◆ PAGE TEXT
# # #

# US tax returns for foreigners



## mfowler (May 29, 2009)

I was wondering if you had any useful information and tips on doing US Tax Returns and what the requirements are for foriegners living in the US tjhat you could add to this very informatitive post?

Thanks,
Megs


----------



## Bevdeforges (Nov 16, 2007)

Hi Megs,
I've spun your post off into a thread of its own, as it's a topic that could be useful to many others. And you're in something of a unique situation - at least for this year. (Recap for lurkers: Meg has a green card, having succeeded in the green card lottery last year. She made her first entry into the US late 2009, but is currently still living in London - if I follow her prior posts correctly.)

Normally, as a green card holder, you need to file a US tax return for 2009 if you meet the filing threshold for your filing status (single, married filing jointly, married filing separately, head of household). In your case, you would normally be treated as a "dual-status alien" for 2009 - i.e. non-resident for the period up until your "permanent residence" (i.e. green card) kicks in, and resident from then until the end of the year. If you're currently living in London still, it's going to complicate your tax status - unless you're claiming residence in the US from your first entry back last year.

There is a tax publication (# 519) called "US Tax Guide for Aliens" available on the IRS website http://www.irs.gov/pub/irs-pdf/p519.pdf Because your situation is kind of unusual, you probably need to read through the guide to get a better idea what your options are, then come back with further questions.

For general tax information, whether you're a US citizen or a foreigner, the best source is publication 17 - also available for download on the IRS site Forms and Publications 
Cheers,
Bev


----------



## mfowler (May 29, 2009)

# # #

◆ SUPPLIED DATA
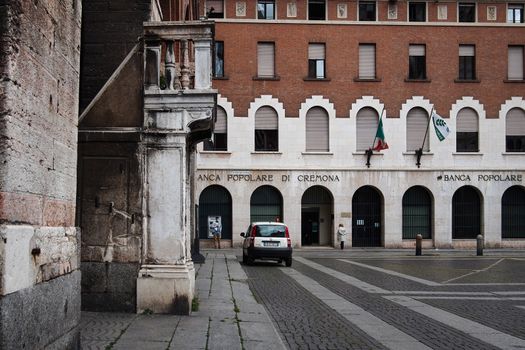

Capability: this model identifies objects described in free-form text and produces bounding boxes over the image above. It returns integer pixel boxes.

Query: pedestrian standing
[337,224,346,249]
[211,217,222,249]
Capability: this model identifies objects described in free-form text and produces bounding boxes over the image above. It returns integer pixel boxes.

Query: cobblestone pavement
[242,251,525,350]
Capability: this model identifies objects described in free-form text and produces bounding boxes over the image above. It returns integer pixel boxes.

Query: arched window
[255,106,279,152]
[306,107,330,152]
[505,108,525,152]
[403,186,432,239]
[456,108,479,152]
[501,186,525,238]
[199,185,232,239]
[204,106,228,151]
[407,107,430,152]
[250,185,283,222]
[452,186,481,239]
[356,107,379,151]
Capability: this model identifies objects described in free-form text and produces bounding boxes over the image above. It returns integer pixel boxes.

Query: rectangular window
[507,46,523,80]
[308,0,326,21]
[359,44,376,79]
[408,2,427,22]
[213,41,224,78]
[507,4,523,23]
[408,45,427,80]
[458,45,476,80]
[359,1,376,21]
[458,2,476,22]
[206,0,224,18]
[257,43,275,78]
[257,0,275,19]
[308,44,326,79]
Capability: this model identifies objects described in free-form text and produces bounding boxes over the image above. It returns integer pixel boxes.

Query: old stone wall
[80,0,152,110]
[0,0,81,349]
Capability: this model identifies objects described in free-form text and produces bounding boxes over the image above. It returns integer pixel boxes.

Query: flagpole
[416,107,434,168]
[365,108,385,168]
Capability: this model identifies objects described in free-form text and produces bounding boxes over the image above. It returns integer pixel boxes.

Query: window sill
[251,151,283,154]
[452,151,483,156]
[454,79,481,84]
[352,151,385,156]
[403,151,434,156]
[199,150,232,154]
[303,77,332,81]
[405,78,432,83]
[501,152,525,156]
[301,151,334,156]
[354,78,381,83]
[252,75,281,81]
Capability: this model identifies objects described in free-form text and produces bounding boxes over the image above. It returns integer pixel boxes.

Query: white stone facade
[195,95,525,247]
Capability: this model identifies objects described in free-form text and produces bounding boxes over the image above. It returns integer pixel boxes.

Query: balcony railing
[144,21,213,92]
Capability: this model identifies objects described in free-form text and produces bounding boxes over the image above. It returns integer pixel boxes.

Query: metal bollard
[416,233,423,256]
[476,235,484,256]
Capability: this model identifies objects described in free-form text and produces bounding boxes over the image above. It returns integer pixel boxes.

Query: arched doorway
[403,186,432,239]
[501,186,525,238]
[199,185,232,240]
[452,186,481,239]
[301,186,334,245]
[250,185,283,222]
[352,186,382,247]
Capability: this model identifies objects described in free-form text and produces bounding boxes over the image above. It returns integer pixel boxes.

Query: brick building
[195,0,525,247]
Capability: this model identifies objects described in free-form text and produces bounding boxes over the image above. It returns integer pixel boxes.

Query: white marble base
[137,262,195,315]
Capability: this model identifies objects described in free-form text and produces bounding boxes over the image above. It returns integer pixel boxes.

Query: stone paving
[82,249,525,350]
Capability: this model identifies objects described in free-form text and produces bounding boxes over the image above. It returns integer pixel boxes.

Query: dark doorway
[352,186,382,247]
[452,186,481,239]
[199,185,232,240]
[301,186,334,245]
[501,186,525,238]
[301,208,319,245]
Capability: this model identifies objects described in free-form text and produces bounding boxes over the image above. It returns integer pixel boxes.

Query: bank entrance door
[301,208,319,245]
[352,186,382,247]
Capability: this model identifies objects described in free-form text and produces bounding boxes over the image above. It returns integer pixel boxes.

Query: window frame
[407,44,428,81]
[507,2,525,23]
[307,43,326,79]
[357,0,377,22]
[407,1,428,22]
[457,2,478,23]
[458,44,477,81]
[256,0,276,20]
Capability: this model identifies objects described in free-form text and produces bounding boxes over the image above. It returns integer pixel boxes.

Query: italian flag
[372,118,388,151]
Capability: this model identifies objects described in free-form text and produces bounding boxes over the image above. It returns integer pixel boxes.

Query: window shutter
[508,46,523,80]
[215,107,228,134]
[255,106,279,130]
[456,108,478,132]
[506,108,525,136]
[308,44,324,60]
[356,107,379,151]
[206,0,224,13]
[359,45,376,79]
[257,43,275,77]
[306,107,330,152]
[407,107,429,152]
[408,45,425,56]
[459,45,476,57]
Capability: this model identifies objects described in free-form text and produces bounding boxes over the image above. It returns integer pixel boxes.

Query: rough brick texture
[0,0,81,226]
[80,0,151,110]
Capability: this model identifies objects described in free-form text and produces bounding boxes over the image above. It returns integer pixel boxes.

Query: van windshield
[255,225,286,238]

# # #

◆ GIVEN REQUEST 1
Sum up the thread on US tax returns for foreigners in three sentences.
◆ GIVEN REQUEST 2
From the thread on US tax returns for foreigners, put this sentence into Spanish: "Because your situation is kind of unusual, you probably need to read through the guide to get a better idea what your options are, then come back with further questions."
◆ GIVEN REQUEST 3
Answer these questions using the thread on US tax returns for foreigners:
(a) How did Meg get her green card?
(b) What is the title of IRS publication 519?
(c) Which publication does Bev call the best source for general tax information?
The material above comes from a separate source and is unrelated to the thread on US tax returns for foreigners.

◆ WRITTEN RESPONSE 1
Megs asks for information and tips on US tax returns and on what foreigners living in the US are required to do. Bev replies that a green card holder normally has to file a 2009 return if they meet the filing threshold for their filing status, and that Megs would normally count as a "dual-status alien" for 2009, though still living in London complicates her tax status. Bev suggests reading IRS publication 519, "US Tax Guide for Aliens," before asking further questions, and she names publication 17 as the best source of general tax information.

◆ WRITTEN RESPONSE 2
Como tu situación es algo inusual, probablemente necesites leer la guía de principio a fin para tener una mejor idea de cuáles son tus opciones, y luego volver con más preguntas.

◆ WRITTEN RESPONSE 3
(a) She succeeded in the green card lottery.
(b) "US Tax Guide for Aliens."
(c) Publication 17.